**Exercise objective**
Copy the records below line for line, changing nothing.
-- START --
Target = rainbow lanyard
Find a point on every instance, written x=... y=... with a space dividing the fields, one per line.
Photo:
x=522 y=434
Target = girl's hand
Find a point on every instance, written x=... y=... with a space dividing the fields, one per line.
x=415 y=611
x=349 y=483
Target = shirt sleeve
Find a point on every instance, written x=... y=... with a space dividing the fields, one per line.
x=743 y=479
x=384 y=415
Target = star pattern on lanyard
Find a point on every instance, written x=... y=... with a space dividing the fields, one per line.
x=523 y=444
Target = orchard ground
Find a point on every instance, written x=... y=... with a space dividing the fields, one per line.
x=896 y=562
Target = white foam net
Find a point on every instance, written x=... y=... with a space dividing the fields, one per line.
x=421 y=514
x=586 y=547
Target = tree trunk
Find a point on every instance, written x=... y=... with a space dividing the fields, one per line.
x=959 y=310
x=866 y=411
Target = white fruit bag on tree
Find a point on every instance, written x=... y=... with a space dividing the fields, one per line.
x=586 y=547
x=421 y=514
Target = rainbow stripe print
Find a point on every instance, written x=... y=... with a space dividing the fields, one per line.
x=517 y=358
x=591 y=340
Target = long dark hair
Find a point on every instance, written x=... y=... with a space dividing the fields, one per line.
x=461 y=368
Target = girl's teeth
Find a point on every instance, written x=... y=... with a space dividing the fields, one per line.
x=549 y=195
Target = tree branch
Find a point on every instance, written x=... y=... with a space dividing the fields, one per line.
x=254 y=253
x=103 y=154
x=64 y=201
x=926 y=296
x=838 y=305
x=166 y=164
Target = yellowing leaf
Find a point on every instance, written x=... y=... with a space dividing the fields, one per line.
-- END --
**Expected answer**
Target = rainbow lanyard
Find a point on every instance, written x=... y=... with a space dividing the fields, one per line.
Photo:
x=522 y=434
Target = girl's hand
Find a point on every instance, written x=... y=... with a space dividing the fields, one per line.
x=415 y=611
x=349 y=483
Target = shirt sleeve
Find a point on every instance, written x=... y=... with a space dividing the fields, one per line.
x=743 y=479
x=384 y=415
Target = star pattern on lanyard
Find a point on every instance, written x=... y=... with a space dividing the fields, one per line.
x=523 y=444
Target = orchard ground
Find a point on every instance, written x=... y=... with a space dividing the fields, one per line.
x=896 y=562
Target = white foam net
Find a point on every instance, written x=... y=... with a space dividing the fields, one per line.
x=421 y=514
x=586 y=547
Target = tree trunk
Find a point on every instance, written x=... y=... with a space dividing the fields, one per line.
x=959 y=310
x=866 y=411
Target = white fruit bag on tree
Find a point on every instance, written x=... y=... with a space dividing the fields, one per line.
x=586 y=547
x=421 y=514
Target = rainbow stripe print
Find a point on every instance, written x=... y=... with a space dividing the fields, one per line.
x=517 y=358
x=591 y=340
Target = long dark hair
Find a point on every instance, written x=... y=... with a space dividing the fields, one per line.
x=461 y=368
Target = girl's teeth
Find a point on every instance, written x=... y=... with a space dividing the fields, one per line.
x=549 y=195
Target = tree branch
Find a point on every instance, written x=... y=... with a space dividing the fields, one per line.
x=254 y=253
x=103 y=154
x=64 y=201
x=926 y=296
x=838 y=305
x=166 y=164
Target = yellowing leaf
Find a point on every instance, written x=... y=... with a space dividing the fields, one per line.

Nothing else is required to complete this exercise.